(Records from a data source)
....
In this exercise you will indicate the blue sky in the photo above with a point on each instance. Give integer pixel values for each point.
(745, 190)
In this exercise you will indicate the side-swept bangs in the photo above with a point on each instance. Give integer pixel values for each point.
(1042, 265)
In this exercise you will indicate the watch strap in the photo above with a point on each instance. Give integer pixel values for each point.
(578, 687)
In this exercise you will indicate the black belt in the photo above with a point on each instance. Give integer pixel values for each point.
....
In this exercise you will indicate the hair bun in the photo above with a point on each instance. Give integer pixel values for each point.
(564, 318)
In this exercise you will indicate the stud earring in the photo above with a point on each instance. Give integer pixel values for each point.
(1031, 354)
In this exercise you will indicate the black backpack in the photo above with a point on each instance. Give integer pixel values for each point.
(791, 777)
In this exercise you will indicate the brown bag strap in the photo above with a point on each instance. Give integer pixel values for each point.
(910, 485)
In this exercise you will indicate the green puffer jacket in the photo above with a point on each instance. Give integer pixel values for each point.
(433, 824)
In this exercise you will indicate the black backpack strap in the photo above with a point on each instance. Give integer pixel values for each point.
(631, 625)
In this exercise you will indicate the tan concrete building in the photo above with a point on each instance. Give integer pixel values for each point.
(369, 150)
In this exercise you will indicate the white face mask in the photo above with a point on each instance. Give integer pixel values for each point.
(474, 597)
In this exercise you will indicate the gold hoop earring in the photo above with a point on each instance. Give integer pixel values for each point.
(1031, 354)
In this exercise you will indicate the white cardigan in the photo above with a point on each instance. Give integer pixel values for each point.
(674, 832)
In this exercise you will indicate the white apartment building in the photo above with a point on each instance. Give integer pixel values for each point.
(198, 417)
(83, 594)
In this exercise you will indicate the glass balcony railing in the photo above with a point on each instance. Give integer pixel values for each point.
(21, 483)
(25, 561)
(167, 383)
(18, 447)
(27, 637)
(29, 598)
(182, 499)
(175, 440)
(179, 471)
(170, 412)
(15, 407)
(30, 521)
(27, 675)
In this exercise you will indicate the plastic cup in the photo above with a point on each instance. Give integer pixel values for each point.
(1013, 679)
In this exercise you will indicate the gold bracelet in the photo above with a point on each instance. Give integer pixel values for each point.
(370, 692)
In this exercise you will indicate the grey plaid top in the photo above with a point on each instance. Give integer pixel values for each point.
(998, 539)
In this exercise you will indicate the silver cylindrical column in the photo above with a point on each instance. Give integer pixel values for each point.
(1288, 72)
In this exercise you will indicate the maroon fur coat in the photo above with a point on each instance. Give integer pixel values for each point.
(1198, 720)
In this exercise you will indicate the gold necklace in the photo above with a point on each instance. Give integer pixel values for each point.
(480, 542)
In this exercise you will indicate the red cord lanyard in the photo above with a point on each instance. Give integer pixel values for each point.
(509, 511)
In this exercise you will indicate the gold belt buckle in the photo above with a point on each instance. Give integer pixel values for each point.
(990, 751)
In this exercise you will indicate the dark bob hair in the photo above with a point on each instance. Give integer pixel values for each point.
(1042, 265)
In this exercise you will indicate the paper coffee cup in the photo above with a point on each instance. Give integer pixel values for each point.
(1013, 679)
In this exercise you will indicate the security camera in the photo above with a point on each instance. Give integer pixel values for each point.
....
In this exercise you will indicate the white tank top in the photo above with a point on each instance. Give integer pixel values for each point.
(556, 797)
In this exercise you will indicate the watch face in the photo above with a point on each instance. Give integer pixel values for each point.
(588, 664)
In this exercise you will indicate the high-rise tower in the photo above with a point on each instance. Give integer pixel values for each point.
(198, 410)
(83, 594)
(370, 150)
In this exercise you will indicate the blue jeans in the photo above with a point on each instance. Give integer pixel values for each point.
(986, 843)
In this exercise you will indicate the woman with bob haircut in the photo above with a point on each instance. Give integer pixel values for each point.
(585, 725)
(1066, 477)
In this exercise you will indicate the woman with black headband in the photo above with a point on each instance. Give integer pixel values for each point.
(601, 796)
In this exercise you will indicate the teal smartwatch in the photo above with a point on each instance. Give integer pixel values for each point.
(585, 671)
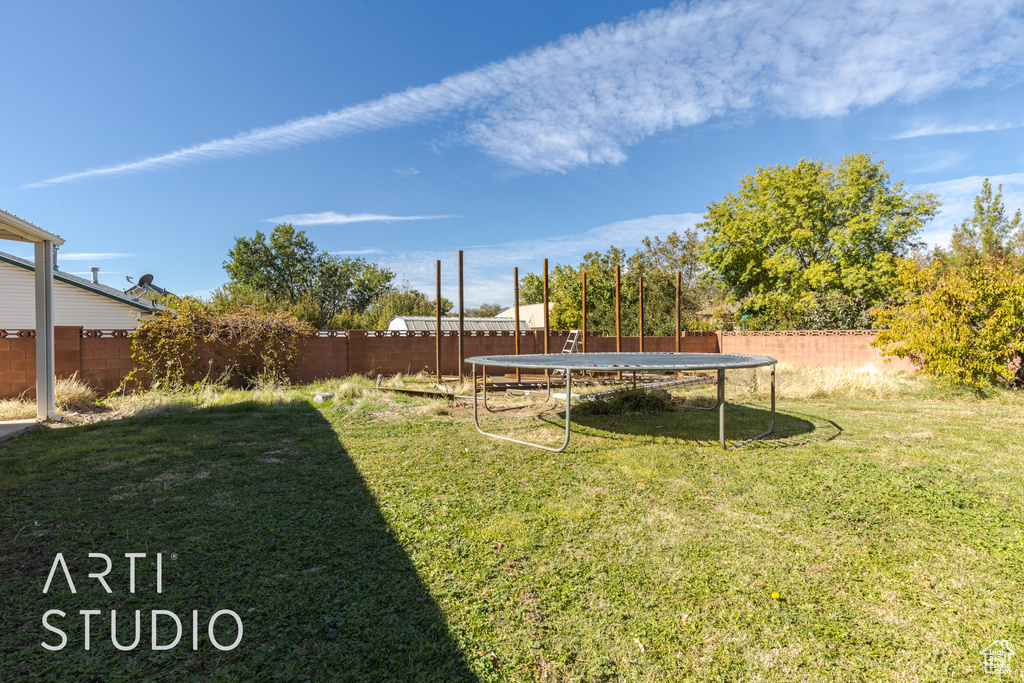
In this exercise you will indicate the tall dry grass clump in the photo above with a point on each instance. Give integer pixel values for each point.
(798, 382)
....
**Task to carry out**.
Arrange the lines in the part that begins with the line containing "In this exercise you will indicate the blue sky" and ends with the line containing "In this exercise you will indicate the black belt" as a Markdown table with the columns Number and Record line, omitting blank lines. Include only those lines.

**Expected answer**.
| Number | Record line |
|---|---|
| 1 | In this exercise you will indicate the blue sky in the photo above with a point on each instance. Give integer pixel values for each point. |
| 2 | (745, 190) |
| 3 | In this exercise you will indicate the side-swept bangs in the photo above with a point on each instance. Give integer pixel values for each point. |
| 4 | (1042, 265) |
| 5 | In this exercise you will indicate the watch strap in the photo above with a point on each instance. Give integer pixel values for each point. |
| 6 | (578, 687) |
| 7 | In this exercise you will indicate the black belt in the photo above with a point on each instance. Give integer pixel values for each point. |